## BEGIN Task inputs

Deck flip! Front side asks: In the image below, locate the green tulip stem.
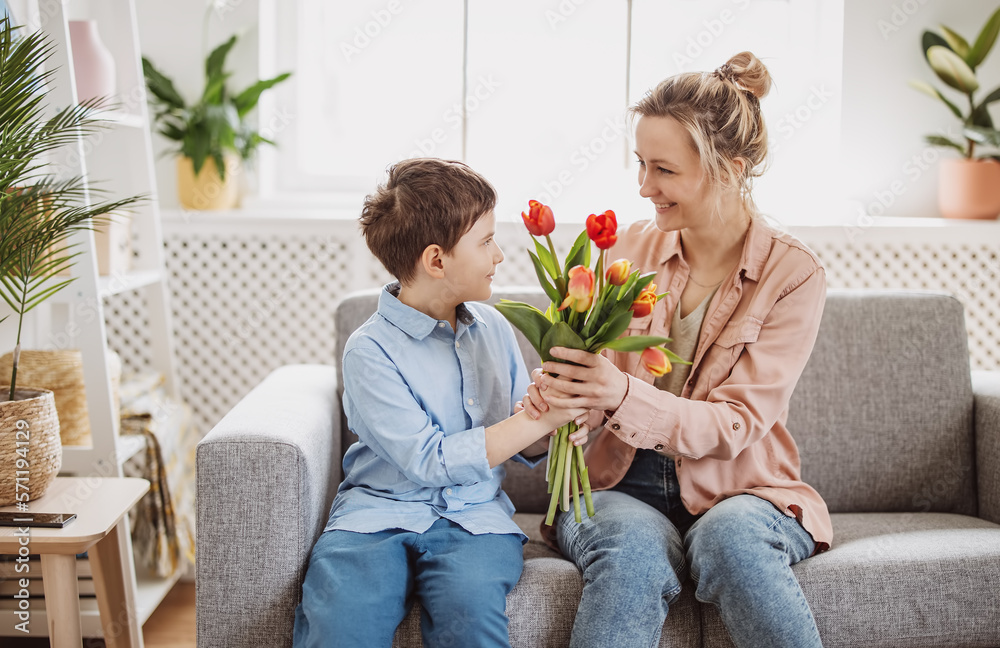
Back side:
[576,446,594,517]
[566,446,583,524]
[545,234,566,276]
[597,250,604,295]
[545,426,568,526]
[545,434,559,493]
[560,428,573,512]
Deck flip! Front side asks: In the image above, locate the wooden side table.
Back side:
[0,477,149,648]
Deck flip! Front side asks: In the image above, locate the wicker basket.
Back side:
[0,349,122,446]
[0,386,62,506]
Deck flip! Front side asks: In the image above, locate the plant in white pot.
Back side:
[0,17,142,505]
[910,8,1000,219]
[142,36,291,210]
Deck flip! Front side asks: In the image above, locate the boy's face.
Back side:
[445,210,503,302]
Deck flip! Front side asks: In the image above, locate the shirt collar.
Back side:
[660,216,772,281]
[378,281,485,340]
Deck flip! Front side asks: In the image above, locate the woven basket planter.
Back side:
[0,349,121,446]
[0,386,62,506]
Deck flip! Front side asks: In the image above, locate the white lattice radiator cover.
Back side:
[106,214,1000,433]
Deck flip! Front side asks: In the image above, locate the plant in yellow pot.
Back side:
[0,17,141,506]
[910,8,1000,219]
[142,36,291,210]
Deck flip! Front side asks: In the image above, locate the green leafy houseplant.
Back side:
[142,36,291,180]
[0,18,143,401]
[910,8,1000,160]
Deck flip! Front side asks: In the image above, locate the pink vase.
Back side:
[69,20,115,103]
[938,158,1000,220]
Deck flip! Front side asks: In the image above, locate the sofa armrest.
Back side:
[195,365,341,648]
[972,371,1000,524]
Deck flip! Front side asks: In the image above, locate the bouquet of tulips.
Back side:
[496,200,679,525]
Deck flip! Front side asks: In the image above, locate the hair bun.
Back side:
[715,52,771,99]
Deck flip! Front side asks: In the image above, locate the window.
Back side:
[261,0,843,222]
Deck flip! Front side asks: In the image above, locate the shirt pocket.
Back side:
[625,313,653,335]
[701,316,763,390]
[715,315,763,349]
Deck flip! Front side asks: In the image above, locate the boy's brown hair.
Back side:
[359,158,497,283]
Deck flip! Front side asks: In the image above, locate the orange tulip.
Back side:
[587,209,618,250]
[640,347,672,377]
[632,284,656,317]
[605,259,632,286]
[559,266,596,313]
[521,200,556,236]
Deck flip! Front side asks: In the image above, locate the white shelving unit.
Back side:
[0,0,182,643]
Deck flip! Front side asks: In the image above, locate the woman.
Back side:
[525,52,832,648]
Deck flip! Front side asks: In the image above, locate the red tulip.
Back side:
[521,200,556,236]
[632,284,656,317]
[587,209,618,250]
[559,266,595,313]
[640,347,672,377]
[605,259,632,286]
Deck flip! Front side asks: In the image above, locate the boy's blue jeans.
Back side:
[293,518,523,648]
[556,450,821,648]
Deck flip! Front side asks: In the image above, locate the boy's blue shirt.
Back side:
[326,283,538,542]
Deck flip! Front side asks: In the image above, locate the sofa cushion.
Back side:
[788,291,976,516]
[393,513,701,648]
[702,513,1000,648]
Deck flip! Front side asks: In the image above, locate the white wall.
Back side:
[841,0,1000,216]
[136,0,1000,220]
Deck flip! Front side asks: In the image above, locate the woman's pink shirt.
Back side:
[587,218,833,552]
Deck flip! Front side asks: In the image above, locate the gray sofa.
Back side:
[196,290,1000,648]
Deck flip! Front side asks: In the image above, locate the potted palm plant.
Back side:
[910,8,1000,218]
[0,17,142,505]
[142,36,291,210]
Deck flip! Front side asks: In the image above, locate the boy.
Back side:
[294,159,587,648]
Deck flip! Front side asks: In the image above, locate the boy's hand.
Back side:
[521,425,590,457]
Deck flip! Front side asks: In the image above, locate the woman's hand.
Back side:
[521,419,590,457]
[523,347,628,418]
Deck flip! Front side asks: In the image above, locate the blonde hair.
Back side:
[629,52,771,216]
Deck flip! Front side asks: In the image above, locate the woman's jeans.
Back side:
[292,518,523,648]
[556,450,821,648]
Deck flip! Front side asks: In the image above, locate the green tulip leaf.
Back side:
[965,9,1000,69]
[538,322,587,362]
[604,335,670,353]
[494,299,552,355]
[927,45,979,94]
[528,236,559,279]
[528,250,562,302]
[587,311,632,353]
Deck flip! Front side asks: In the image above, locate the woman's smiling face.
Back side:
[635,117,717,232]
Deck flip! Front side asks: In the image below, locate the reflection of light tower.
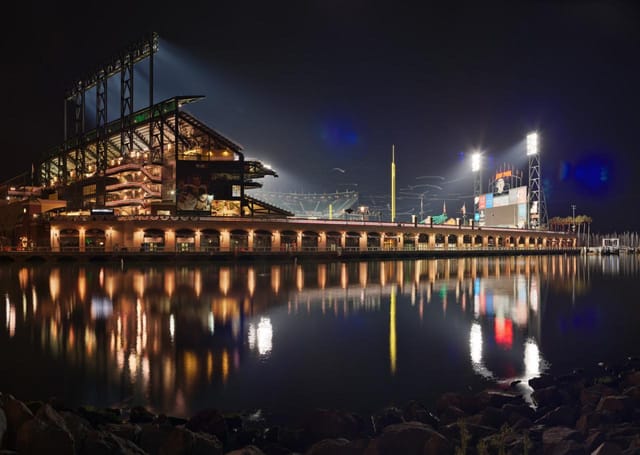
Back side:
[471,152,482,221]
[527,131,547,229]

## END Task inputs

■ What you will do: Rewrite the listing above with "Reverse side" substituted for every "Back side", keeping everything else unchanged. Leave the pictures out.

■ Answer:
Deck flip! Front side asks: In the image below, locate the green tulip stem.
Reverse side:
[576,446,594,517]
[566,446,583,524]
[545,234,566,276]
[597,250,604,295]
[545,426,568,526]
[545,434,559,493]
[560,428,573,512]
Deck flip! Front side asks: In the image above, locate the wooden side table.
Reverse side:
[0,477,149,648]
Deck flip! Front side asks: In the image above, locate the wicker basket.
Reverse side:
[0,349,122,446]
[0,386,62,506]
Deck flip! Front side asks: In the image above, locate the plant in white pot.
Reverse side:
[0,17,142,505]
[910,8,1000,219]
[142,36,291,210]
Deck flip! Front side asks: In the image above, locate the boy's face.
Reverse side:
[445,210,503,302]
Deck flip! Front side asks: In the image above, locate the shirt collar.
Reverse side:
[660,216,772,281]
[378,281,485,340]
Deck flip! Front side asks: In the image above, locate the woven basket planter.
Reverse side:
[0,349,121,446]
[0,386,62,506]
Deck flip! Front side asks: In the image above, locate the white lattice radiator cover.
Reverse side:
[106,214,1000,433]
Deck flip! Front side asks: In the image above, locate the plant in yellow pot.
Reverse side:
[0,17,141,506]
[910,8,1000,219]
[142,36,291,210]
Deck flip! Front side asks: In the image above, locate the green leafy houseplant.
Reverse side:
[142,36,291,180]
[0,18,143,401]
[910,8,1000,160]
Deck flip! Front side asks: In the image above, locate the pink vase.
Reverse side:
[69,20,115,103]
[938,158,1000,220]
Deck flip! Front side asks: In the image above, locate the sofa armrest.
Reverse side:
[195,365,341,648]
[972,371,1000,524]
Deck flip! Front side asks: In the image above, locate the bouquet of tulips.
Reverse side:
[496,200,679,525]
Deck flip! Front side asks: In the image above, locate the hair bun.
Reverse side:
[715,52,771,99]
Deck flip! Front side asks: In the image above, locate the window.
Reverse side:
[261,0,843,222]
Deck flip! Front side asks: In the image above, locate the shirt pocket.
Reverse side:
[625,313,653,335]
[701,316,763,390]
[715,315,763,349]
Deck flip! Front side asks: In the image above, locate the boy's brown hair.
Reverse side:
[359,158,497,283]
Deck flip! Front side asks: In the image above, locate the orange tulip.
Reverse side:
[587,209,618,250]
[640,347,672,377]
[632,284,656,317]
[605,259,632,286]
[559,266,596,313]
[521,200,556,236]
Deck flip! Front side asks: In the image above, locate the white shelving unit.
Reverse side:
[0,0,182,643]
Deck flip! Front side asks: In the image above, locate the woman.
Reverse side:
[525,52,832,648]
Deck flip! Front side asks: In the image above, locate the red tulip.
Reverse side:
[521,200,556,236]
[632,284,656,317]
[587,209,618,250]
[559,266,595,313]
[640,347,672,377]
[605,259,632,286]
Deck flip! Front side asks: In the image above, locate the boy's blue jeans.
Reverse side:
[293,518,523,648]
[556,450,821,648]
Deck flip! Front side asks: In the image above, locate the boy's blue shirt.
Reverse side:
[326,283,538,542]
Deck flip! Front side asks: In the image above, locate the sofa cushion.
Reverse side:
[788,291,976,516]
[393,513,701,648]
[702,513,1000,648]
Deck flip! Front side asks: In the image above, locate the white wall.
Reverse side:
[841,0,1000,216]
[136,0,1000,220]
Deck flip! Front side asks: In the image above, locate the woman's pink shirt.
Reverse side:
[587,218,833,552]
Deck flip! Front side asks: In the image above, locate the gray sofa.
Reverse side:
[196,290,1000,648]
Deck flip! Front side asks: In the image above, locate the potted palm plant.
Reverse side:
[910,8,1000,218]
[0,17,142,505]
[142,36,291,210]
Deck flip! Front side asks: In the image above, locate the boy.
Reverse side:
[294,159,587,648]
Deck flip! Front side asks: In the image above, locate the boy's hand.
Reverse side:
[521,425,590,457]
Deck flip! Front side asks: In the image above, locate the woman's hand.
Reverse side:
[521,419,590,457]
[523,347,628,418]
Deck flip! Front side asks: In the image above, locate the blonde hair.
Reverse side:
[629,52,771,216]
Deck flip! Front side asks: In the image above, locate the woman's jeans.
Reverse side:
[292,518,523,648]
[556,450,821,648]
Deck flip! Front side asks: In the image above, locate the green tulip leaf.
Reverse side:
[965,9,1000,69]
[538,322,587,362]
[604,335,670,353]
[494,299,552,355]
[927,45,979,94]
[528,236,559,279]
[528,250,562,302]
[587,311,632,353]
Deck flip! Front side asks: In the image above, locate the woman's smiling face.
Reverse side:
[635,117,717,232]
Deck flip! Front side asks: In the image below, locate the reflection of light tower.
Reverse side:
[471,152,482,221]
[527,131,547,229]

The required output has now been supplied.